Free Lunchtime Workshop
1:00pm-2:00pm, 6 August 2009
Inkjet Microarray Printing: Genomics and Proteomics “On the Fly”
Speaker: Neil Winegarden, Head of Operations, Microarray Centre, University Health Network, Toronto, Canada
Microarray technology has come a long way from its humble beginnings in the early 1990’s: once a tool for the multiplex profiling of gene expression, microarrays have evolved into a platform for almost any high throughput screening application.
Early microarrayers utilised either solid pins or split pins in order to deposit small volumes of DNA or protein onto a glass substrate. Despite the robustness, accuracy and relatively high throughput capability of these machines, they suffer from several limitations which have somewhat stalled the development of novel array based applications.

### DATA PROVIDED
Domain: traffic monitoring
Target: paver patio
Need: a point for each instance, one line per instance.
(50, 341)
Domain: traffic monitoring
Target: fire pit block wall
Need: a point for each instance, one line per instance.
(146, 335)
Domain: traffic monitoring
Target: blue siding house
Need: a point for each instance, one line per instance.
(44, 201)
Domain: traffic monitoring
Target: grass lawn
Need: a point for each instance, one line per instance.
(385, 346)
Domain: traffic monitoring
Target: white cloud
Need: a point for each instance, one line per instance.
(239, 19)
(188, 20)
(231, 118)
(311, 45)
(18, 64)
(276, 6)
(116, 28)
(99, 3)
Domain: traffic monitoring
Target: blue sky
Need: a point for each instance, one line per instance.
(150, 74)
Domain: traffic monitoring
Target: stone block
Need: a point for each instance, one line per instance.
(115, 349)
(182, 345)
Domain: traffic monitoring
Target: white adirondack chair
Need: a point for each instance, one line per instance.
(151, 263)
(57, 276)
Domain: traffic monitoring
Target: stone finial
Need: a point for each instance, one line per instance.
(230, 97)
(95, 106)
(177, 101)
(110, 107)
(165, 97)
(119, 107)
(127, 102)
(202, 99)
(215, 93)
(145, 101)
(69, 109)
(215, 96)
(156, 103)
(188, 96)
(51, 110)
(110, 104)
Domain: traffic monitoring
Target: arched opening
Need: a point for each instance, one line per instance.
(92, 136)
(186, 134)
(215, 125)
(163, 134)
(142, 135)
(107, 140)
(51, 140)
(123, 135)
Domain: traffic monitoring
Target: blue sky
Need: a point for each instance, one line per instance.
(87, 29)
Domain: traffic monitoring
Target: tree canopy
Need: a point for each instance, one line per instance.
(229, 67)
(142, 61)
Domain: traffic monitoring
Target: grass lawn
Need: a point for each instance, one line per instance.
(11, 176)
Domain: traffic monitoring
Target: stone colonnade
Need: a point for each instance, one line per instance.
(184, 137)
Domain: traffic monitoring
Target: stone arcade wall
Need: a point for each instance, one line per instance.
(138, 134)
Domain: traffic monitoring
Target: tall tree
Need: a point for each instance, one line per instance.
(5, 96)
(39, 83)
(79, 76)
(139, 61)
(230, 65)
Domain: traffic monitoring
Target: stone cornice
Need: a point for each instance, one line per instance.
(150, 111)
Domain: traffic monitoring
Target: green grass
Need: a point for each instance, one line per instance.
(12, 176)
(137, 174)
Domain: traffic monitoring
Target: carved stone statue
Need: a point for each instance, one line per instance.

### EXERCISE TASKS
1. Reproduce the passage in the microarray workshop announcement between "Free Lunchtime Workshop" and "array based applications.", inclusive.
2. Pick up the microarray printing workshop announcement after its final sentence and keep writing it.

### RESPONSES TO THE EXERCISE
1.
Free Lunchtime Workshop
1:00pm-2:00pm, 6 August 2009
Inkjet Microarray Printing: Genomics and Proteomics “On the Fly”
Speaker: Neil Winegarden, Head of Operations, Microarray Centre, University Health Network, Toronto, Canada
Microarray technology has come a long way from its humble beginnings in the early 1990’s: once a tool for the multiplex profiling of gene expression, microarrays have evolved into a platform for almost any high throughput screening application.
Early microarrayers utilised either solid pins or split pins in order to deposit small volumes of DNA or protein onto a glass substrate. Despite the robustness, accuracy and relatively high throughput capability of these machines, they suffer from several limitations which have somewhat stalled the development of novel array based applications.

2.
Enter the new era of printing methodologies – inkjet or “non-contact” printing. There have been several attempts to match inkjetting to array printing but most of the resultant microarrayers were more suited to strict development and lacked the power of a production scale platform. The Arrayjet Super Marathon Inkjet Microarrayer (part of a range of inkjet microarrayers that use a common, core technology to produce high quality microarrays at various levels of throughput) combines a high degree of flexibility with ease of use, robustness and production level capability. Here, we will present several unique array-based technologies and assays that we are developing that have only been possible due to our acquisition of the Arrayjet microarrayer. Assays such as antibody screening, antibody array production, and cell patterning will be presented and discussed.